───── 原文 ─────

9期・3冊目 『雷鳴の館』

雷鳴の館 (扶桑社ミステリー)

雷鳴の館 (扶桑社ミステリー)

内容(「BOOK」データベースより)
スーザンは見知らぬ病院のベッドで目覚めた。医者が言うには、彼女は休暇中に交通事故に遇い、このオレゴン州の田舎の病院に運びこまれ、三週間も意識を失っていたのだという―。しかし、彼女にはそんな記憶はなかった。と同時にこれまで自分がたずさわっていた仕事の内容、同僚の名前が思い出せない。なぜか彼女には、そこだけ記憶がないのだ。そして、彼女は病院の中で信じられないものを見た。大学時代にボーイフレンドを殺した男たちが、当時の若い姿のまま患者として入院しているのだ。その上死んだはずの男たちまでがスーザンの目の前に現れた。これは狂気か?幻覚か?その後もぞくぞくと怪異現象は起こる。そしてスーザンが最後に発見したのは信じられないような事実だった。人気沸騰の鬼才クーンツが放つ、異色の大型ロマンス&サスペンス・ホラー。

主人公のスーザン・ソートンは優秀な物理学者であり、両親を早くに亡くしたことも影響して感情を抑制した極めて科学的・合理的な考えを持つ女性であることを自負しています。
そんな彼女にもトラウマがあって、大学時代に参加したサークルの歓迎会(という名の元に行われたいじめ)で「雷鳴の館」と呼ばれる洞窟に誘い込まれ、四人の男に暴行を受けて彼氏を殺害された挙句に彼女自身も命からがら逃げだしたこと。
その後、裁判で証言台に立ったスーザンを見る犯人の表情は忘れることができない。


事故後、体力がある程度回復し、リハビリを開始したスーザンですが、病院内であの四人組が当時の年齢・姿のまま患者や職員として現れ、悪意をむき出しに(彼女にはそう見えた)してきたのです。
事件から13年の年月が経ち、しかも四人の内二人は死亡しているはずなので現実的に考えれば本人ではあり得ない。
あの四人にそっくりな人が偶然同じ病院に居合わせたということなのだろうか?

───── 提供データ ─────

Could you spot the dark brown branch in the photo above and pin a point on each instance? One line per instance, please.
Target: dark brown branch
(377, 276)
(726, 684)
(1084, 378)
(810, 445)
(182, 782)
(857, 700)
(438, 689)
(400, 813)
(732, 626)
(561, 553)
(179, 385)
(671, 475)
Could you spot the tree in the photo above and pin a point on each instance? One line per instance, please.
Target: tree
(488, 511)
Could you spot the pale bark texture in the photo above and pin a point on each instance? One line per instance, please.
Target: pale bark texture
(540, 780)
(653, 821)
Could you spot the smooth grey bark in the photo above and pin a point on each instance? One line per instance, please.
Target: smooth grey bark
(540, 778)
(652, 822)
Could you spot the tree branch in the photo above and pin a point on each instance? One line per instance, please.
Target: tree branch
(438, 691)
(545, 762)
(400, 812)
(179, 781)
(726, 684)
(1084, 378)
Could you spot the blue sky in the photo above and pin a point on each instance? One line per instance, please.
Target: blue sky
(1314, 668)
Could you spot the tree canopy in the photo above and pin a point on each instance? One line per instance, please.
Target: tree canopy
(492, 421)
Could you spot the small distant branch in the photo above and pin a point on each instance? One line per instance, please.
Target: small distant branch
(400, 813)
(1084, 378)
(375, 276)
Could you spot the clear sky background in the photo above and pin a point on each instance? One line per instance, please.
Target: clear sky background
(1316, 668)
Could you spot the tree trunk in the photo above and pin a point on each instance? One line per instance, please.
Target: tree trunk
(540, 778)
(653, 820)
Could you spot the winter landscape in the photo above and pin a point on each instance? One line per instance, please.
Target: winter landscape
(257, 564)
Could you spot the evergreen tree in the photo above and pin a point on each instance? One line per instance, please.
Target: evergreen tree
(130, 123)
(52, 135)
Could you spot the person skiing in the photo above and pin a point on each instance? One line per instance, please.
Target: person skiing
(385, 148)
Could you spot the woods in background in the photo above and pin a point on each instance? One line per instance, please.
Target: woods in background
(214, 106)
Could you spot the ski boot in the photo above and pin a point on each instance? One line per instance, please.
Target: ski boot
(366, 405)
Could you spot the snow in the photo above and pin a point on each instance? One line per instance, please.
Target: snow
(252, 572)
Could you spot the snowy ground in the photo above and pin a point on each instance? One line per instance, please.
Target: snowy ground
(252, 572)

─────

— やること —
1. 『雷鳴の館』の紹介文によると、スーザンは病院で何週間意識を失っていたか。
2. 『雷鳴の館』の紹介文の続きを、最後の文の後から書いてください。

— 解答 —
1. 三週間。

2.
これは事故の影響による障害のせいかあるいは幻覚であり、現実ではないと思い込もうとするも、たびたび姿を現すかつての四人組、そして同室のベッドに現れた彼氏の死体。
精神的に追い詰められたスーザンですが、偶然からくりの一部を見つけ、何の目的かわからないがこれは病院ぐるみの狂言であると確信して脱出を決意するのですが・・・。


13年前の悪夢がその当時の姿で蘇ってくる。
それは単なる幻覚でなく、現実の手触りと痛みを伴ってくる。
精神的な強さを自負するスーザンもたびたび姿を現す過去のトラウマに何度も揺さぶられて追いつめられたり、体力・気力も万全でなくが男たちにいいように嬲られる悔しさなどヒロインの心理状況が手に取るように感じられますね。
遂に脱出を決意し、何とか病院を出て町に向かうもそこに待っていたのは更なる絶望だった。
果たしてこれは現実なのか、それとも怪奇のなせる業か?
ヒロインと共にその不可思議な現象に悩まされる。まさに読む者を惹きつけて離さない展開が待っています。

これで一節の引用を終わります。